### Your task:
Rewrite the material from the line containing "Give the outline of every instance of the dark" through its last line, inclusive, swapping "dark blue uniform" for "navy blue uniform" and keeping everything else the same.

### Material to process:
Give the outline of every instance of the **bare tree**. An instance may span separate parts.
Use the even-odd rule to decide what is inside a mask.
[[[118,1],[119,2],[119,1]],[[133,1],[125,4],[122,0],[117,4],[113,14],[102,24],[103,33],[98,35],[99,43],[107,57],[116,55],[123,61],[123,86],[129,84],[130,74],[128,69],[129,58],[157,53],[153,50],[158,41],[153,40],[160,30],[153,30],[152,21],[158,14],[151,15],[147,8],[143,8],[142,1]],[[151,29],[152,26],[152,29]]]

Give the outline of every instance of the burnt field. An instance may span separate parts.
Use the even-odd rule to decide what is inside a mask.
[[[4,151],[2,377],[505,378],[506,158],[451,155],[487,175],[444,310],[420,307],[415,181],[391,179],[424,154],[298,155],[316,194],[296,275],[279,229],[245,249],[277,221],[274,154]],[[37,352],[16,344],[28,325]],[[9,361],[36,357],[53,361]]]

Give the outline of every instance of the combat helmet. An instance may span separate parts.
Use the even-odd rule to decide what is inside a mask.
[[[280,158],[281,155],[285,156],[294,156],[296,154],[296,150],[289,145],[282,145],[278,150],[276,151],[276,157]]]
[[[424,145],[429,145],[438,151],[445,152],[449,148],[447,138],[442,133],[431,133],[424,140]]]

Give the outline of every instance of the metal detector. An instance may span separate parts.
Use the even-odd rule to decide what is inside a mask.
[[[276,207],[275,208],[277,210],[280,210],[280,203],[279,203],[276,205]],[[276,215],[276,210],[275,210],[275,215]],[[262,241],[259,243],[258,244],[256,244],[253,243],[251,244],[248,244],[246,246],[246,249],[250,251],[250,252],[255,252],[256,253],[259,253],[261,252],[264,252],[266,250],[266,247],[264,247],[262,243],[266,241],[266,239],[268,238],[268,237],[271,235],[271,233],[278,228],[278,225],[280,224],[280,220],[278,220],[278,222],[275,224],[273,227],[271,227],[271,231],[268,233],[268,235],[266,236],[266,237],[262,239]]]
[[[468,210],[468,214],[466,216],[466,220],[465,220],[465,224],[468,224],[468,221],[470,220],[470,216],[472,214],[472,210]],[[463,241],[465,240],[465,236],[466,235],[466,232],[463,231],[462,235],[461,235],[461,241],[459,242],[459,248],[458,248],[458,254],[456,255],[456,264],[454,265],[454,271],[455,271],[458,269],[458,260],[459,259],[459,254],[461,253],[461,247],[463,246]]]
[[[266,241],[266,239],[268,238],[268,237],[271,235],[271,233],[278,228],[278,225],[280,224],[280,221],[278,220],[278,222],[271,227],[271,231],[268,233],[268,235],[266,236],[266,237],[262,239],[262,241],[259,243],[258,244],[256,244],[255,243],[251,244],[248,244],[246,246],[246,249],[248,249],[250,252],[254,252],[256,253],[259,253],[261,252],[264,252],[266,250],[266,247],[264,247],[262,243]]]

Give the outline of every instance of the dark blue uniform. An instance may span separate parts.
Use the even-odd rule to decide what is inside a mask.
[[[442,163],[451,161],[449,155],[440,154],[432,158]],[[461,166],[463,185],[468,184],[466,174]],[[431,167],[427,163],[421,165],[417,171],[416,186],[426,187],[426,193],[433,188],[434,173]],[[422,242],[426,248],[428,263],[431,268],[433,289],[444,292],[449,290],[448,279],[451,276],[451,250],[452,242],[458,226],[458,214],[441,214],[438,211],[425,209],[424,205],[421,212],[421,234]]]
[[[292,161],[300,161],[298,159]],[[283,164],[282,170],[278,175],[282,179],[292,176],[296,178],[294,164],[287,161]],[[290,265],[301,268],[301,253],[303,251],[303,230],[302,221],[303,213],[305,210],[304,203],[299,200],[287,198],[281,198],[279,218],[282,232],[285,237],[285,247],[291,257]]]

### Response:
Give the outline of every instance of the navy blue uniform. An instance may span separate parts.
Use the even-odd rule to decide what is inside a mask.
[[[442,163],[451,161],[449,155],[440,154],[432,158]],[[461,166],[463,185],[468,184],[466,174]],[[431,167],[427,163],[421,165],[417,171],[416,186],[426,187],[426,193],[433,188],[434,173]],[[422,242],[426,248],[428,263],[431,268],[433,289],[444,292],[449,290],[448,279],[451,276],[451,250],[452,242],[458,226],[458,214],[441,214],[438,211],[425,209],[424,205],[421,212],[421,234]]]
[[[292,161],[300,161],[298,159]],[[283,164],[282,170],[278,175],[282,179],[292,176],[296,178],[294,164],[287,161]],[[290,265],[301,268],[301,253],[303,251],[303,230],[302,221],[303,213],[305,210],[304,203],[299,200],[287,198],[281,198],[279,218],[282,232],[285,237],[285,247],[291,257]]]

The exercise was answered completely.